**What this task involves:** Please print exactly the lines running from the one that contains "Drone-based agricultural survey in progress. Pinpoint metal" to the end of the data, with both lines included.

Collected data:
#####

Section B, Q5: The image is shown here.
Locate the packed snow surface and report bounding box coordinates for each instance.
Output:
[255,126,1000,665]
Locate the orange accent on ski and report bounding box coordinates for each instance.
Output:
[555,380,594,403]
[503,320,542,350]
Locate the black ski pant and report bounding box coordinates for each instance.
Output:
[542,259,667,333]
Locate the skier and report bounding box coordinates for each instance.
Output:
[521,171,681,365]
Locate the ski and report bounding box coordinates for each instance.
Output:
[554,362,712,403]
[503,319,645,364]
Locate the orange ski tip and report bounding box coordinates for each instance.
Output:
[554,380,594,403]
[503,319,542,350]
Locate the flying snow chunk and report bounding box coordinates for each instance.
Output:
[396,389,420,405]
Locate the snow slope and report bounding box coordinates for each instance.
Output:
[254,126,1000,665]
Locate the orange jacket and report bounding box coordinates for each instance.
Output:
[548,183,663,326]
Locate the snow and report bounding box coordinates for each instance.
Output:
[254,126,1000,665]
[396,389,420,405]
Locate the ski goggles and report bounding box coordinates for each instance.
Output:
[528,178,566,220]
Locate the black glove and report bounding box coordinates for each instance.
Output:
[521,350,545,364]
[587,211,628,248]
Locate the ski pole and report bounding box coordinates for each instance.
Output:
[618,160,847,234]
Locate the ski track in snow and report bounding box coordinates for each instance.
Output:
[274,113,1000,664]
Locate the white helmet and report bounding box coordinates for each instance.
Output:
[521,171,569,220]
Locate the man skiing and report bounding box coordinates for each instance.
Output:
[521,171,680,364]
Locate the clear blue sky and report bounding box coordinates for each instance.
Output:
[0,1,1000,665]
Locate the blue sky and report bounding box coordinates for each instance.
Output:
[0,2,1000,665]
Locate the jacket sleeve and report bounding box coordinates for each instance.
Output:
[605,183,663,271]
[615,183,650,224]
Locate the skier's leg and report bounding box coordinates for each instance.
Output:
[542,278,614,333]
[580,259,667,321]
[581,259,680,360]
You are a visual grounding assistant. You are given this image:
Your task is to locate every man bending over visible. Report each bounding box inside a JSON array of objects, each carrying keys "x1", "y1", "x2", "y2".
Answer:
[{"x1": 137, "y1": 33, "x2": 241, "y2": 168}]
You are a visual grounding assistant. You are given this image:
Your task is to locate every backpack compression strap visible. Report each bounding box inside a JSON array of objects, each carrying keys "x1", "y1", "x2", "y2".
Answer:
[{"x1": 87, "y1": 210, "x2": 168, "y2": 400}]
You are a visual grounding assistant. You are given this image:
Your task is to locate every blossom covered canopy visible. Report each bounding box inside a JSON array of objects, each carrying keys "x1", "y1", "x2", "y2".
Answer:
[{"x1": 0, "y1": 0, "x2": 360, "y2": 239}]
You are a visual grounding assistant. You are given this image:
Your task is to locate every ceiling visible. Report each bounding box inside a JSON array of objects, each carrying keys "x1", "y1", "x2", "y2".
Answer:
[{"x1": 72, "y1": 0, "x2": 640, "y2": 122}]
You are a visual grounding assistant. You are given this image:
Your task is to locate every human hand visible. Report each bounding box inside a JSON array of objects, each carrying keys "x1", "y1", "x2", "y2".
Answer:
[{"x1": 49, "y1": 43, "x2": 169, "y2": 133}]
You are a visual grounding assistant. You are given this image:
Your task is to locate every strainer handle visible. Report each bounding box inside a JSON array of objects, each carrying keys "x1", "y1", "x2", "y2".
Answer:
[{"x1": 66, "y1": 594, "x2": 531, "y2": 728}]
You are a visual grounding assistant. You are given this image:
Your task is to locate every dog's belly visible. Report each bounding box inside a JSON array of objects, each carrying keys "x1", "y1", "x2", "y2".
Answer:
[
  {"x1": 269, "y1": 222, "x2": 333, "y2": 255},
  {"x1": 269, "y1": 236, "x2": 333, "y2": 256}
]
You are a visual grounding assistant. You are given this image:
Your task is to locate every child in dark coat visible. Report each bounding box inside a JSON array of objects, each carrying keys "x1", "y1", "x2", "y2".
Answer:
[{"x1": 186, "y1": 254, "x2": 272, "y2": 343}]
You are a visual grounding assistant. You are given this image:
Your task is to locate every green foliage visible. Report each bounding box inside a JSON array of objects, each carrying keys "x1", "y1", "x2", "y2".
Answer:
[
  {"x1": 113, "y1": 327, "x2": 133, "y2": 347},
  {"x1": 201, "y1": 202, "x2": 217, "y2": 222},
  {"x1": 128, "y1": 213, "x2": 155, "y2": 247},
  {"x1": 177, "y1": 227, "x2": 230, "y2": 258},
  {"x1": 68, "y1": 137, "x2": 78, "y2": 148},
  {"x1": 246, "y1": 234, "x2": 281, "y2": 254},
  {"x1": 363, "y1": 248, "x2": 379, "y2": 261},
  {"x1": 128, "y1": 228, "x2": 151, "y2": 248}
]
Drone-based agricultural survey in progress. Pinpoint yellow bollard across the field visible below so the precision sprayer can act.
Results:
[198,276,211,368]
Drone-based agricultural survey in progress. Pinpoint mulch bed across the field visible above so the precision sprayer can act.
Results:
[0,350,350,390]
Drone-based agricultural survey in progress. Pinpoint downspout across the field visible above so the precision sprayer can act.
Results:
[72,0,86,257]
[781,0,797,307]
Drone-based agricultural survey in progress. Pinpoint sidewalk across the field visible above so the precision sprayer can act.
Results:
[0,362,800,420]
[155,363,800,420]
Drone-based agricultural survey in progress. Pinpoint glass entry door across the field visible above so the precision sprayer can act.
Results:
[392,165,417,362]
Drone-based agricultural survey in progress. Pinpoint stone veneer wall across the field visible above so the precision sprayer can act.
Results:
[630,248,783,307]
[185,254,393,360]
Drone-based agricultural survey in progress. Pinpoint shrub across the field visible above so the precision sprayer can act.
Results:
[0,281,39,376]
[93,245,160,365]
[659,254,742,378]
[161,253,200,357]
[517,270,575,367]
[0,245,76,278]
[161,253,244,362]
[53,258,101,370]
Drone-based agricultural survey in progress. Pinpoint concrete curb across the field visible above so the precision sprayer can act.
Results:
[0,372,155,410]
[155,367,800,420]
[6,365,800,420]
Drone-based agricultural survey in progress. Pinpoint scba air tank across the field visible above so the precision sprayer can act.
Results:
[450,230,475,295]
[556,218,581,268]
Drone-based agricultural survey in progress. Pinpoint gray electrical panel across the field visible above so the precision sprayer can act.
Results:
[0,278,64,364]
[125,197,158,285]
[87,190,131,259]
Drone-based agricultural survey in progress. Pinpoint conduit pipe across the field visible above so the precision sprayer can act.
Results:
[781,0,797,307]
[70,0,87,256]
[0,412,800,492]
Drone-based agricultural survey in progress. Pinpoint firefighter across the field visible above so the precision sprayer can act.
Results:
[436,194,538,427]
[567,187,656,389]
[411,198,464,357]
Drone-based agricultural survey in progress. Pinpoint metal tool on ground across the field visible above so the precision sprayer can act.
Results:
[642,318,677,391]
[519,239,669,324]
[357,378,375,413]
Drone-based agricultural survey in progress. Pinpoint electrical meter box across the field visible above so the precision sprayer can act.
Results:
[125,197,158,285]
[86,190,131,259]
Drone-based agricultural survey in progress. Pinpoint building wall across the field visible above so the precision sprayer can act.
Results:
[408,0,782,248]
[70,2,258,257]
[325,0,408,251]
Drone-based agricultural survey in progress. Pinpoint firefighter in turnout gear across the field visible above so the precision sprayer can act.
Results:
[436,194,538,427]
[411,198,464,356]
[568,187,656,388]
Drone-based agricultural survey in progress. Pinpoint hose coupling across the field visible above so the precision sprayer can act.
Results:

#####

**Solution to this problem:**
Drone-based agricultural survey in progress. Pinpoint metal tool on ground across the field visible above so the precision sprayer can act.
Results:
[642,318,677,391]
[519,239,669,324]
[357,378,375,413]
Drone-based agricultural survey in progress. Pinpoint electrical meter box across the field visible above so the precision sprayer can act.
Results:
[125,197,158,285]
[86,190,131,259]
Drone-based agricultural survey in progress. Pinpoint building wall across the field visible above so the precision sprayer can act.
Results:
[408,0,782,248]
[70,2,258,257]
[325,0,408,251]
Drone-based agricultural survey in progress. Pinpoint firefighter in turnout gear across the field visible above so the precision sprayer can act.
Results:
[436,194,538,427]
[411,198,464,356]
[568,187,656,388]
Drone-based agricultural survey in progress. Pinpoint hose coupling across the field visible above so the precision sprayer can act.
Results:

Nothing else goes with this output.